### EXCERPT PROVIDED
━━━━
# name my car!



## sentrawhip (Apr 13, 2004)

the badges were shaved when i got the car and i wanna know if i have an se gxe or something else please help i know someone will call me a dumbass for it but whatever. it has power windows and locks go here for pics http://www.cardomain.com/id/sentrakid

if you need anymore info about it just ask

thanks


----------



## Nuskool (Jan 5, 2004)

IIRC it is an XE but im not positive


----------



## Dacypher2003 (May 19, 2004)

does it have a tach in the gauge cluster


----------



## sentrawhip (Apr 13, 2004)

Dacypher2003 said:


> does it have a tach in the gauge cluster


yea but dont all manuels have a tach


----------



## sentra97gxe (Mar 17, 2004)

sentrawhip said:


> yea but dont all manuels have a tach


I'm not completely sure about the b13's but I know on the b14's only the SE-L's and and the 2-door's(200sx se and ser) have stock tachs. I test drove a 97 sentra just like mine except it was a manual and it didn't have a tach.

Mitch


----------



## Dacypher2003 (May 19, 2004)

then i think you have a gxe the xe doesn't have a tach, i think the only b13s that have a tach are the se, gxe, and the se-r. but i may be wrong


----------



## sentrawhip (Apr 13, 2004)

well what is the difference between the se and gxe


----------



## B13Tuner (Mar 14, 2003)

The major difference between the GXE and other Sentra models is the included front and rear power door locks/power windows. No other model, unless you're talking about an NX2000 (not all had power either) came equipped with them.
━━━━
### DATA SHOWN
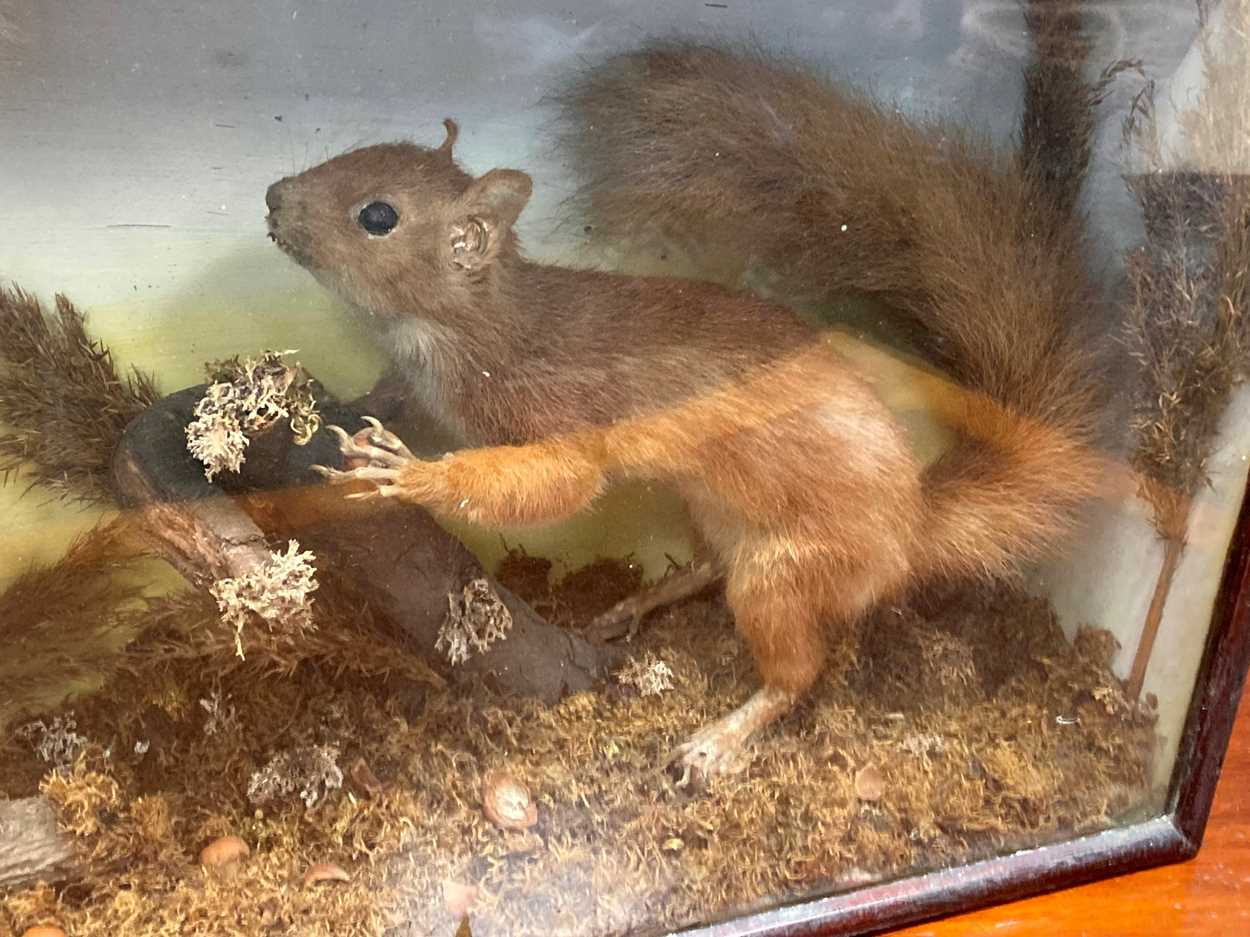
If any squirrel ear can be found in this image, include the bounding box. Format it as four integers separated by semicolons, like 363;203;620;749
435;117;460;160
460;169;534;229
451;169;534;270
━━━━
### TASK
In two sentences, summarize the thread about identifying a car whose badges were shaved. Rely only on the thread, not the data.

### COMPLETE OUTPUT
A poster whose car came with shaved badges asks whether it is an SE, a GXE, or something else, mentioning that it has power windows and locks. Replies suggest it is a GXE because the XE lacks a tach, and note that the GXE differs from other Sentra models by including power door locks and power windows.